======== DOCUMENT EXTRACT

AIRCHITECT v2: Learning the Hardware Accelerator Design Space through Unified Representations
Jamin Seo, Akshat Ramachandran, Yu-Chuan Chuang, Anirudh Itagi, Tushar Krishna
TL;DR
The paper tackles design space exploration for DNN accelerators under non-uniform, non-convex landscapes. It introduces AIrchitect v2, an encoder-decoder transformer that uses contrastive learning to shape a uniform latent embedding and Unified Ordinal Vectors to unify classification and regression. Across a MAESTRO-based hardware model and a dataset of 100,000 real DNN workloads, AIrchitect v2 achieves about a 15% improvement in identifying optimal designs and about a 1.7x faster inference latency on unseen workloads. The authors release a large DSE dataset and demonstrate that the approach generalizes beyond training workloads, enabling scalable, accurate DSE for modern AI workloads.
Abstract
Design space exploration (DSE) plays a crucial role in enabling custom hardware architectures, particularly for emerging applications like AI, where optimized and specialized designs are essential. With the growing complexity of deep neural networks (DNNs) and the introduction of advanced foundational models (FMs), the design space for DNN accelerators is expanding at an exponential rate. Additionally, this space is highly non-uniform and non-convex, making it increasingly difficult to navigate and optimize. Traditional DSE techniques rely on search-based methods, which involve iterative sampling of the design space to find the optimal solution. However, this process is both time-consuming and often fails to converge to the global optima for such design spaces. Recently, AIrchitect v1, the first attempt to address the limitations of search-based techniques, transformed DSE into a constant-time classification problem using recommendation networks. In this work, we propose AIrchitect v2, a more accurate and generalizable learning-based DSE technique applicable to large-scale design spaces that overcomes the shortcomings of earlier approaches. Specifically, we devise an encoder-decoder transformer model that (a) encodes the complex design space into a uniform intermediate representation using contrastive learning and (b) leverages a novel unified representation blending the advantages of classification and regression to effectively explore the large DSE space without sacrificing accuracy. Experimental results evaluated on 10^5 real DNN workloads demonstrate that, on average, AIrchitect v2 outperforms existing techniques by 15% in identifying optimal design points. Furthermore, to demonstrate the generalizability of our method, we evaluate performance on unseen model workloads (LLMs) and attain a 1.7x improvement in inference latency on the identified hardware architecture.

================
======== DATASET CONTENT

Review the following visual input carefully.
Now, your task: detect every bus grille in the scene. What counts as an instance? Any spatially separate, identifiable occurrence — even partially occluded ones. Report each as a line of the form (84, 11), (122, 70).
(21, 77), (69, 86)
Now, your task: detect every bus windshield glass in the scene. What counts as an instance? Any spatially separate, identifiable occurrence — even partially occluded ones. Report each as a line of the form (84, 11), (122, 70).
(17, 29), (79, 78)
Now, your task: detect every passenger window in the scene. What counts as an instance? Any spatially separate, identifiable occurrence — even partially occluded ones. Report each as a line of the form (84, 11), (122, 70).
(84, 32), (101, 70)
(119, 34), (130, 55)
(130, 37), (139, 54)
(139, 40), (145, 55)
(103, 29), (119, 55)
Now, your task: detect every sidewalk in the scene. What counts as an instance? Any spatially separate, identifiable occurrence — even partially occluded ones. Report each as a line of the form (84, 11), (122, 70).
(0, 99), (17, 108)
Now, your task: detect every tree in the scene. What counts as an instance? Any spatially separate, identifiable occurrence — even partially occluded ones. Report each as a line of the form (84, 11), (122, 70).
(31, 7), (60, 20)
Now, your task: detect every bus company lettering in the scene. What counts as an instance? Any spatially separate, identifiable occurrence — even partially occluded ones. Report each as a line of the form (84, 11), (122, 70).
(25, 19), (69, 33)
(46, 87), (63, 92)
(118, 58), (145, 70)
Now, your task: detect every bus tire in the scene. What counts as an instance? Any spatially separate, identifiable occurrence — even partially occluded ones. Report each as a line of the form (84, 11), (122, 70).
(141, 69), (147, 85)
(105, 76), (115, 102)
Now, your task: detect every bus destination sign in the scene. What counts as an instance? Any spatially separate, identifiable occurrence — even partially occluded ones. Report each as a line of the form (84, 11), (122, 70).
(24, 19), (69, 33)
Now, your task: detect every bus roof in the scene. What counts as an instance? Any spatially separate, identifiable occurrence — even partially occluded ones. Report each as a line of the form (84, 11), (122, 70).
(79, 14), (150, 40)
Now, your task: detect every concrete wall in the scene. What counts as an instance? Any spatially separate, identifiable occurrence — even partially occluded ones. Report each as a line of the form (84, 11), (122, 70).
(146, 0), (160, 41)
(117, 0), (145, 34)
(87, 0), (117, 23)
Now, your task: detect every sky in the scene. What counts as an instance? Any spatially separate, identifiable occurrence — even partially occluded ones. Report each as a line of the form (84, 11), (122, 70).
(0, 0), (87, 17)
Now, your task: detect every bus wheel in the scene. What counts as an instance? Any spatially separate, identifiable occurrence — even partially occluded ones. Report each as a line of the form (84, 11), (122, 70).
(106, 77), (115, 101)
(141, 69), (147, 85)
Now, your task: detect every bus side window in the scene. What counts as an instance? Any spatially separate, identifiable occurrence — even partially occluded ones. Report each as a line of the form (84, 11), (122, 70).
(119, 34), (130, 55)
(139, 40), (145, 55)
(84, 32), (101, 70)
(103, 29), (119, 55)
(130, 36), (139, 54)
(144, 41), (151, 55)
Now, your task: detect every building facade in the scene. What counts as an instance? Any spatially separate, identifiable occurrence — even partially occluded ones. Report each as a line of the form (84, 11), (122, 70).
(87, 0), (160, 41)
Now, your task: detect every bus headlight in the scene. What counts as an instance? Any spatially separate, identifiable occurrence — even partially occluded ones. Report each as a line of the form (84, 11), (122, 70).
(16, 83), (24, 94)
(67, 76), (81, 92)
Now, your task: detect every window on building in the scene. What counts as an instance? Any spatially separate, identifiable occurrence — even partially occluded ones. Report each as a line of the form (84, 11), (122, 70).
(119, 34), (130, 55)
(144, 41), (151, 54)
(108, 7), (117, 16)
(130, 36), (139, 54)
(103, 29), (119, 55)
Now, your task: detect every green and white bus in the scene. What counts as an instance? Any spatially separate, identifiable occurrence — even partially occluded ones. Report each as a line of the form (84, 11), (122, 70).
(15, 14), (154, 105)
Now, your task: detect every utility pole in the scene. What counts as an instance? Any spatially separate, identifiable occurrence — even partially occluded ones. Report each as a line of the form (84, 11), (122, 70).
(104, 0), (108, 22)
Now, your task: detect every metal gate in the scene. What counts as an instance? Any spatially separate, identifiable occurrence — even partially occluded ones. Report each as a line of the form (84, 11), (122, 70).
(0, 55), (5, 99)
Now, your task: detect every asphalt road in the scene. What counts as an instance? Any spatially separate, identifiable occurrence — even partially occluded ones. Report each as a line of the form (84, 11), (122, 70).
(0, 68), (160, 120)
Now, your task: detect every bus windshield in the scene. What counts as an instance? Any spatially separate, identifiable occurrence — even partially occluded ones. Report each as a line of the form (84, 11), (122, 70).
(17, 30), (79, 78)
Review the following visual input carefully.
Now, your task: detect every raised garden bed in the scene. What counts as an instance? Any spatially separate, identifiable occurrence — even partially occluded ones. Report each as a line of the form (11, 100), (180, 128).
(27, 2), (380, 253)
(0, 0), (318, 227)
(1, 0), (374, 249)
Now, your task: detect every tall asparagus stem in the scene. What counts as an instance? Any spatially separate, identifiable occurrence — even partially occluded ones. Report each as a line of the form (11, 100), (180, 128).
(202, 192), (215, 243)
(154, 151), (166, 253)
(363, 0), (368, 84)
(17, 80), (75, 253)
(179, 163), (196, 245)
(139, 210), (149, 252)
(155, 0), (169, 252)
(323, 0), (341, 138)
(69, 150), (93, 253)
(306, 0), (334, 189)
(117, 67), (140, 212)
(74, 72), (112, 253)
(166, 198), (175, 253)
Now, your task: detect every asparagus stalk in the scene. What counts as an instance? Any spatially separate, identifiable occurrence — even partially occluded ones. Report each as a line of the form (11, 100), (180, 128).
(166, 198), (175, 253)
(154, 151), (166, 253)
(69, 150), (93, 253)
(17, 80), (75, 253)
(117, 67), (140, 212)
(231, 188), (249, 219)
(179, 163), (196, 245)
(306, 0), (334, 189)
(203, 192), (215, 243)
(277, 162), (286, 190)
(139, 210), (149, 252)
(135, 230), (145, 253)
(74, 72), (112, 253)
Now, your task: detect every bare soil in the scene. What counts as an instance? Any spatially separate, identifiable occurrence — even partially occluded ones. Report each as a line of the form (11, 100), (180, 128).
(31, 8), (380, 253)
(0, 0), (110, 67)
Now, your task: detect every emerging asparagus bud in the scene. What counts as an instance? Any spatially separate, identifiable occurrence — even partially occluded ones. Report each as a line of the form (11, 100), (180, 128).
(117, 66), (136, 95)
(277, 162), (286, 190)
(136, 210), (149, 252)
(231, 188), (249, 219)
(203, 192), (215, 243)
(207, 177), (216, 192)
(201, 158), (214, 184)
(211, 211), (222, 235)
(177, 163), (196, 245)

================

§ WORK ORDER 1
List every author named in the AIrchitect v2 text.
§ WORK ORDER 2
Duplicate the AIrchitect v2 text from the words "AIRCHITECT v2: Learning" up to and including the words "modern AI workloads.".

§ EXERCISE OUTPUT 1
Jamin Seo, Akshat Ramachandran, Yu-Chuan Chuang, Anirudh Itagi, Tushar Krishna

§ EXERCISE OUTPUT 2
AIRCHITECT v2: Learning the Hardware Accelerator Design Space through Unified Representations
Jamin Seo, Akshat Ramachandran, Yu-Chuan Chuang, Anirudh Itagi, Tushar Krishna
TL;DR
The paper tackles design space exploration for DNN accelerators under non-uniform, non-convex landscapes. It introduces AIrchitect v2, an encoder-decoder transformer that uses contrastive learning to shape a uniform latent embedding and Unified Ordinal Vectors to unify classification and regression. Across a MAESTRO-based hardware model and a dataset of 100,000 real DNN workloads, AIrchitect v2 achieves about a 15% improvement in identifying optimal designs and about a 1.7x faster inference latency on unseen workloads. The authors release a large DSE dataset and demonstrate that the approach generalizes beyond training workloads, enabling scalable, accurate DSE for modern AI workloads.